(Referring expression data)
····················
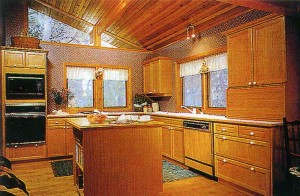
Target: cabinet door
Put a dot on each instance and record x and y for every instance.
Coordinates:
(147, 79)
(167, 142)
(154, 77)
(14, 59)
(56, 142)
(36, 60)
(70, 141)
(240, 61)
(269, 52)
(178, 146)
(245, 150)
····················
### What to work on
Every entry above is to be transcribed exactly, with all pictures left out.

### Response to this exercise
Target: cabinet door
Put a dot on each instance and record x and y for every instance.
Coordinates:
(147, 79)
(167, 142)
(154, 77)
(14, 59)
(56, 142)
(36, 60)
(70, 141)
(240, 61)
(269, 52)
(178, 146)
(245, 150)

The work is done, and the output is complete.